- **WORK TASK 1**
Decide whether each statement below agrees with the passage on Equifax and the Senate bill. Answer yes or no for each, and quote the exact words from the passage that decide it.
(a) A markup of S. 2155 is scheduled for December 5, 2017.
(b) Cuomo addressed the status of the proposed regulations from the New York Department of Financial Services.
(c) The Division of Consumer Protection will send Equifax a demand letter.
- **WORK TASK 2**
According to the passage on Equifax and the Senate bill, what is the title of the draft bill S. 2155?
- **WORK TASK 3**
Reproduce word for word the part of the passage on Equifax and the Senate bill that starts at "Cuomo did not" and ends at "regulatory relief package.".

- **PASSAGE FOR REVIEW**
________________________________________
The protections appear targeted to address alleged abuses by the consumer reporting industry following the recent Equifax data breach.  Cuomo also announced that the Division of Consumer Protection will be issuing a demand letter to Equifax for information to assess the damage and risk of identity theft to New York State consumers resulting from the data breach.

Cuomo did not address the status of previously announced proposed regulations of the consumer credit reporting agencies by the New York Department of Financial Services.

Last week, members of the Senate Banking Committee announced that they had reached bipartisan agreement on “legislative proposals to improve our nation’s financial regulatory framework and promote economic growth.”  Following the announcement, Committee members released a draft of a bill (S. 2155), the “Economic Growth, Regulatory Relief, and Consumer Protection Act.”  A markup of the bill is scheduled for December 5, 2017.  Many observers believe that due to its bipartisan support, there is a strong likelihood that the bill will be enacted as part of a regulatory relief package.
________________________________________
- **MATERIAL SHOWN**

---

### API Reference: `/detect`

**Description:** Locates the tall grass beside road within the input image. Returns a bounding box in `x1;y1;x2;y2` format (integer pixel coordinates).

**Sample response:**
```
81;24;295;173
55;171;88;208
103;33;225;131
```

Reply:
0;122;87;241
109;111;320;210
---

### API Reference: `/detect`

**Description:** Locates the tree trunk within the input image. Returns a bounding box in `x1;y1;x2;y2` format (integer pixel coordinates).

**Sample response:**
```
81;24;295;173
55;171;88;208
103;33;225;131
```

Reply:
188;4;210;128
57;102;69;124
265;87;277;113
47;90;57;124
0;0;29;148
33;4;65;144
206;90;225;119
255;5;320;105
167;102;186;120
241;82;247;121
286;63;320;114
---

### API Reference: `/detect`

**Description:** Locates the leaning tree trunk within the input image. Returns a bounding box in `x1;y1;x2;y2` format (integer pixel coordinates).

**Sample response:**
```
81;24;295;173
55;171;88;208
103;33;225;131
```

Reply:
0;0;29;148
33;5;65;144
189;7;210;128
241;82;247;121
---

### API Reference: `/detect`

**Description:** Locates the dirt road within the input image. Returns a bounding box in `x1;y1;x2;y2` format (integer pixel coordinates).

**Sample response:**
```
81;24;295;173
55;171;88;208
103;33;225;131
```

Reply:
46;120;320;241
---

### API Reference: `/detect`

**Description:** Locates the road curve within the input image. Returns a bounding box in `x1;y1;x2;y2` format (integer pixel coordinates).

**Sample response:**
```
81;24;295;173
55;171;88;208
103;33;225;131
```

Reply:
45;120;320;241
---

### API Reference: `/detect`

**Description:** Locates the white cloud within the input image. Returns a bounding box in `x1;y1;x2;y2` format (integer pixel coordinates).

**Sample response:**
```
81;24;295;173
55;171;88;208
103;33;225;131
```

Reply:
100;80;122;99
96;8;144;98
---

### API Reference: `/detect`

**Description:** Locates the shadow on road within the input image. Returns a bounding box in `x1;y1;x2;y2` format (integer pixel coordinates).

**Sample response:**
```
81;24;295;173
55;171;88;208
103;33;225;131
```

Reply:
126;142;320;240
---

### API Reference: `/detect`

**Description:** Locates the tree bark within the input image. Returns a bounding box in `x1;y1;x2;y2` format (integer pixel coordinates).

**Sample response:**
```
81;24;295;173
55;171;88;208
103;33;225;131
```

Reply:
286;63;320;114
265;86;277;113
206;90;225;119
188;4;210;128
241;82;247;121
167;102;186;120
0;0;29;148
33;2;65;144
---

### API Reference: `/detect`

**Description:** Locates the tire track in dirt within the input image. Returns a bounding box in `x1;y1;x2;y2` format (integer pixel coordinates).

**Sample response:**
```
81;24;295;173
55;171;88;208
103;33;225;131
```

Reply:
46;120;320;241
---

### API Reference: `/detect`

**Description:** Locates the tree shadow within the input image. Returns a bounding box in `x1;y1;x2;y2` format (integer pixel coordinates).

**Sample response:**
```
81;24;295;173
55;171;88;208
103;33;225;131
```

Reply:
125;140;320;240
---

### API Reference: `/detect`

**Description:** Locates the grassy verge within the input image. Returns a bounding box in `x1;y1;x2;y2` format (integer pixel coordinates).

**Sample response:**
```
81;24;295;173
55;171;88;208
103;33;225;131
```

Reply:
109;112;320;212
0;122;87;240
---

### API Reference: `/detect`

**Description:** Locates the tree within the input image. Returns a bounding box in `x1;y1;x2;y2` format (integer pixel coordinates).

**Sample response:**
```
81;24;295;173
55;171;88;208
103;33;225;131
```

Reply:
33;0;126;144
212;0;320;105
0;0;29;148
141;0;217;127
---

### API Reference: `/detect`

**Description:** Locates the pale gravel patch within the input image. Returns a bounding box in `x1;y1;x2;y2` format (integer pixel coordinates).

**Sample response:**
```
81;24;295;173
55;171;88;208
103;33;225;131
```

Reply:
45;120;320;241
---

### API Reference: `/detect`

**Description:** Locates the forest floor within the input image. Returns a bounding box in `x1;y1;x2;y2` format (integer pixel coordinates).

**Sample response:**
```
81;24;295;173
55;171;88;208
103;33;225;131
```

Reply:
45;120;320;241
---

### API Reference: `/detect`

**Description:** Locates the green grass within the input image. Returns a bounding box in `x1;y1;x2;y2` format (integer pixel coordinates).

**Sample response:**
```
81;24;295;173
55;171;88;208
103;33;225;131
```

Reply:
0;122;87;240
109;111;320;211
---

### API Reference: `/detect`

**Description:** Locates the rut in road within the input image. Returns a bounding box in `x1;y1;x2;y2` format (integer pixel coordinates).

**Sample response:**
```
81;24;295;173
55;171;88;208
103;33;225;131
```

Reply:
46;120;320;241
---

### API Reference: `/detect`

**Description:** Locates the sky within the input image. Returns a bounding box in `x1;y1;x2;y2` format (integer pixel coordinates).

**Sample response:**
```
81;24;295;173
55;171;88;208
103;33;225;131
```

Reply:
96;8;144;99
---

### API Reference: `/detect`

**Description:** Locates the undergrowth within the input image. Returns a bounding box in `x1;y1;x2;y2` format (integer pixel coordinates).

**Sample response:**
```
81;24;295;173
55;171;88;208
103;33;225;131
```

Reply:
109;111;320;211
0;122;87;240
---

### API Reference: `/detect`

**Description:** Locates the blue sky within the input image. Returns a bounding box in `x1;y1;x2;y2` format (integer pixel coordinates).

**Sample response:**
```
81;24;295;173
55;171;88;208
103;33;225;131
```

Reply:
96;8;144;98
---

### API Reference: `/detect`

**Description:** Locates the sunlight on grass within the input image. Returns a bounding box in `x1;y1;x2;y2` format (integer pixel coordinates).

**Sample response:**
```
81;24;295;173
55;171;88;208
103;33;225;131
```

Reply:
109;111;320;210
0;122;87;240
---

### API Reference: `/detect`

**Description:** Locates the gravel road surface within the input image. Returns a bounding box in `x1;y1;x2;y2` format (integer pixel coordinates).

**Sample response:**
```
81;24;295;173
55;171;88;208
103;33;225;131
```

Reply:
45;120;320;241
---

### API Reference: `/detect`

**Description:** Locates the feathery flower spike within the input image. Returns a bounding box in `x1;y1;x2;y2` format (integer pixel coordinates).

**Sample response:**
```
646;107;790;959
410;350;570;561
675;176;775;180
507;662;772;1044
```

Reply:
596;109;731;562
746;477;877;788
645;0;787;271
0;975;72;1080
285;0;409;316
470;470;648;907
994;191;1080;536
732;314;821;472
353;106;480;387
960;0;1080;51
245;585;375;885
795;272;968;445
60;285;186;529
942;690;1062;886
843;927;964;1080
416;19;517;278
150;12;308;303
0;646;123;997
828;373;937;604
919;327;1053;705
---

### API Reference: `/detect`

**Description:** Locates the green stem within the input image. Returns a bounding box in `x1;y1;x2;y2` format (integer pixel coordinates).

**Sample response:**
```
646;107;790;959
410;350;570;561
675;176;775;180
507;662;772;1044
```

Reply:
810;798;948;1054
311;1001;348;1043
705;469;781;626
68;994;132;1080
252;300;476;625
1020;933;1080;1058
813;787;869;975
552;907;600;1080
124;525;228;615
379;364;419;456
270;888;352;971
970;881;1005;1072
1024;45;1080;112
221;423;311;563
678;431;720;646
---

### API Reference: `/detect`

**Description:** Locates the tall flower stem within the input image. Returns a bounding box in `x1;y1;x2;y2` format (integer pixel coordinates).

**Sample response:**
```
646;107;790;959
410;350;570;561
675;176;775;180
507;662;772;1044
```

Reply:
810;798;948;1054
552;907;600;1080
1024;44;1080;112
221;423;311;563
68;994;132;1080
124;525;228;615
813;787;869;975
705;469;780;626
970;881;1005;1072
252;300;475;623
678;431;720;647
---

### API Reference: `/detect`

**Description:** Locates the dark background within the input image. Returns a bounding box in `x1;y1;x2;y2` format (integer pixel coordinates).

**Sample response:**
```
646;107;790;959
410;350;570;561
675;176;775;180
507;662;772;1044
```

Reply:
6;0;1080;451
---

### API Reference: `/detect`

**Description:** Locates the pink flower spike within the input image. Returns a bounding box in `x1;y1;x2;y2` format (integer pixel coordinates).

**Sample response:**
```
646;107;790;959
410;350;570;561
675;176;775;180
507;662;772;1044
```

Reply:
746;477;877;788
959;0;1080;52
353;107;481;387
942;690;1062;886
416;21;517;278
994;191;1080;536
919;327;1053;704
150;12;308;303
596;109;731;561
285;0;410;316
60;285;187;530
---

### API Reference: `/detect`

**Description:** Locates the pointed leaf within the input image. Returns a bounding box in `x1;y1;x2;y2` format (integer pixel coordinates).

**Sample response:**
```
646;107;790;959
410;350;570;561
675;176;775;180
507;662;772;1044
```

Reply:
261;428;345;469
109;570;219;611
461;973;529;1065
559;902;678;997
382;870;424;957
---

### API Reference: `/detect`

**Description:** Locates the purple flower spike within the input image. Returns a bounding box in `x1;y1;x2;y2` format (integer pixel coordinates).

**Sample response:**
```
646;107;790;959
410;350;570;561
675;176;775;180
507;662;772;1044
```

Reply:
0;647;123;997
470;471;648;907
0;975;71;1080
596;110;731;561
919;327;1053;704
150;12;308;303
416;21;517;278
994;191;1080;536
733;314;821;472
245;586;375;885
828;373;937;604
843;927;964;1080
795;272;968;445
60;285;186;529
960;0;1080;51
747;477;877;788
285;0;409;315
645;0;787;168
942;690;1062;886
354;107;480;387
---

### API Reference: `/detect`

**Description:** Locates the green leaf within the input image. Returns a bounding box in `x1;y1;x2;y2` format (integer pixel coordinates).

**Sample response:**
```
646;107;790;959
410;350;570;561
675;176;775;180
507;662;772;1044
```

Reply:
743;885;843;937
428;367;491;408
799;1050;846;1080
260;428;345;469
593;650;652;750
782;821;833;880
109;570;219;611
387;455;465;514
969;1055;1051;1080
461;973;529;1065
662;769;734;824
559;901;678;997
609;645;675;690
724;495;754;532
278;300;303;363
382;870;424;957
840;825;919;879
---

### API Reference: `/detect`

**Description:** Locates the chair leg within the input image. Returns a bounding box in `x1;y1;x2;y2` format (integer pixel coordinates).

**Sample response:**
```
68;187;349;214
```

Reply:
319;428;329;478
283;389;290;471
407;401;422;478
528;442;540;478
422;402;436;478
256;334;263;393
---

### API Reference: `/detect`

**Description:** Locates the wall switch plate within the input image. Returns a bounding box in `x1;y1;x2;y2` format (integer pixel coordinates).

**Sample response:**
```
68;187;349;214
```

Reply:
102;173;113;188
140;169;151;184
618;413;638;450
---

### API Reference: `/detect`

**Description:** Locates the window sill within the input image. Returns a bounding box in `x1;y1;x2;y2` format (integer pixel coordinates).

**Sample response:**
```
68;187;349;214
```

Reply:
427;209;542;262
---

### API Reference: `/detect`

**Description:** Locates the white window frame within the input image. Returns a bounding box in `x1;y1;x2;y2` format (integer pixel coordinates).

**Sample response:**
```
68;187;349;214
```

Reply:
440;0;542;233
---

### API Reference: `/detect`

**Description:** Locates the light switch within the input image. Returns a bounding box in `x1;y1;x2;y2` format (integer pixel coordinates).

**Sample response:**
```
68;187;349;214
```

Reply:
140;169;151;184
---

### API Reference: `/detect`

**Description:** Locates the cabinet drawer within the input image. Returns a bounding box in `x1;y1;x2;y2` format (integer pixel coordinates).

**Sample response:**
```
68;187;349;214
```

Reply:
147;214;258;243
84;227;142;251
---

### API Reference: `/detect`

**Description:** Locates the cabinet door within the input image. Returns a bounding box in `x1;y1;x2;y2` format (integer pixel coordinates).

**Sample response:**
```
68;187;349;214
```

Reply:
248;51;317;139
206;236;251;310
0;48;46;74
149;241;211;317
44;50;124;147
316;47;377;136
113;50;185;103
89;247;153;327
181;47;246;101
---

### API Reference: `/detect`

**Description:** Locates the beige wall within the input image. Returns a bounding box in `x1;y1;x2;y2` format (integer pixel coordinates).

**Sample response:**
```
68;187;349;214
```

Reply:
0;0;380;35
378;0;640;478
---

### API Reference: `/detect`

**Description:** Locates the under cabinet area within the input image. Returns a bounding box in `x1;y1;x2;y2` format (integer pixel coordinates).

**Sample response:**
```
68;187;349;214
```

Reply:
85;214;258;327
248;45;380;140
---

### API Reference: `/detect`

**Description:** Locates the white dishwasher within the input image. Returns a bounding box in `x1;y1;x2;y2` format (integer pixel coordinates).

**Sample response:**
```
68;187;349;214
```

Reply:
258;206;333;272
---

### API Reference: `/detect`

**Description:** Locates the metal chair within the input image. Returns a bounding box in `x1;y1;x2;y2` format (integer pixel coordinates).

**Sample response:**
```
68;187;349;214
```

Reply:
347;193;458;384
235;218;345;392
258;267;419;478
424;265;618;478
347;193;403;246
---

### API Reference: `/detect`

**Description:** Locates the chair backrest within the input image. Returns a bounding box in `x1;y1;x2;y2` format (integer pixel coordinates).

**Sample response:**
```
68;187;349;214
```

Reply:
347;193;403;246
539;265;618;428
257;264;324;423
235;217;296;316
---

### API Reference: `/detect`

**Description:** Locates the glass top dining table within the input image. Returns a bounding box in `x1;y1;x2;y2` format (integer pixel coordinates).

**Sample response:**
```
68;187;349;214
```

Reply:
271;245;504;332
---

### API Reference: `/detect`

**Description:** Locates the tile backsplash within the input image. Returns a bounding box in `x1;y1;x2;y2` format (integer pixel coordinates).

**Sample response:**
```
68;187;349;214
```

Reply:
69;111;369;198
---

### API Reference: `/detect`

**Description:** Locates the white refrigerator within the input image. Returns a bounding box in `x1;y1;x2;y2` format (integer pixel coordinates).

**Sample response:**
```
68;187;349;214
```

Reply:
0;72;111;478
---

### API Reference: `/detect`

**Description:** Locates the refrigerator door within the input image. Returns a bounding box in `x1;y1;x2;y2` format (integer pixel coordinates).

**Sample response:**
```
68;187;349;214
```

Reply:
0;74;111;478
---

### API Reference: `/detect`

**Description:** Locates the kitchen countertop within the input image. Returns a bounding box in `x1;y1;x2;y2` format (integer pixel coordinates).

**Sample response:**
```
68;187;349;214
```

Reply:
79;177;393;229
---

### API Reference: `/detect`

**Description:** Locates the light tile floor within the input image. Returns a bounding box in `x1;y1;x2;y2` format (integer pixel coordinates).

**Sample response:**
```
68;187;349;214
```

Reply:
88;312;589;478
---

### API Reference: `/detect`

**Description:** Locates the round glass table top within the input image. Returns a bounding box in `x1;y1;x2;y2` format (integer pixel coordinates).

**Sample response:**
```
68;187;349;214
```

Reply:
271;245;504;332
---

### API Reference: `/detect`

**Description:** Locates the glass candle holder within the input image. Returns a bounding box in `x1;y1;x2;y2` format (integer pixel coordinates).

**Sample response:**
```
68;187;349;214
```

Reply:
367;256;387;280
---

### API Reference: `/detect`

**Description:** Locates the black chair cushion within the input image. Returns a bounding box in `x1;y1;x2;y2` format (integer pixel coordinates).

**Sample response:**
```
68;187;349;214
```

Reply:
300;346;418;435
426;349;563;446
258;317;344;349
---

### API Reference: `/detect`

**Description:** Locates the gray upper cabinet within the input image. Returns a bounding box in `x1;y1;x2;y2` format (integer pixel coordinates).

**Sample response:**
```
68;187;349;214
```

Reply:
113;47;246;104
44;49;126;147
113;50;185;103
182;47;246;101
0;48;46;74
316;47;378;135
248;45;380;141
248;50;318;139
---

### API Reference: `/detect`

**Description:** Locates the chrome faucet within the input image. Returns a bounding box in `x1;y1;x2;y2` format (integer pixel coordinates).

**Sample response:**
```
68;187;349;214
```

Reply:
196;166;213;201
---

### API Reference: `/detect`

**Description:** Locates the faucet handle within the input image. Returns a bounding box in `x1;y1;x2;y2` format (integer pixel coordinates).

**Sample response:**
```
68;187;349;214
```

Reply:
________________________________________
- **ANSWER BOX 1**
(a) Yes: "A markup of the bill is scheduled for December 5, 2017."
(b) No: "Cuomo did not address the status of previously announced proposed regulations of the consumer credit reporting agencies by the New York Department of Financial Services."
(c) Yes: "the Division of Consumer Protection will be issuing a demand letter to Equifax"

- **ANSWER BOX 2**
The "Economic Growth, Regulatory Relief, and Consumer Protection Act."

- **ANSWER BOX 3**
Cuomo did not address the status of previously announced proposed regulations of the consumer credit reporting agencies by the New York Department of Financial Services.

Last week, members of the Senate Banking Committee announced that they had reached bipartisan agreement on “legislative proposals to improve our nation’s financial regulatory framework and promote economic growth.”  Following the announcement, Committee members released a draft of a bill (S. 2155), the “Economic Growth, Regulatory Relief, and Consumer Protection Act.”  A markup of the bill is scheduled for December 5, 2017.  Many observers believe that due to its bipartisan support, there is a strong likelihood that the bill will be enacted as part of a regulatory relief package.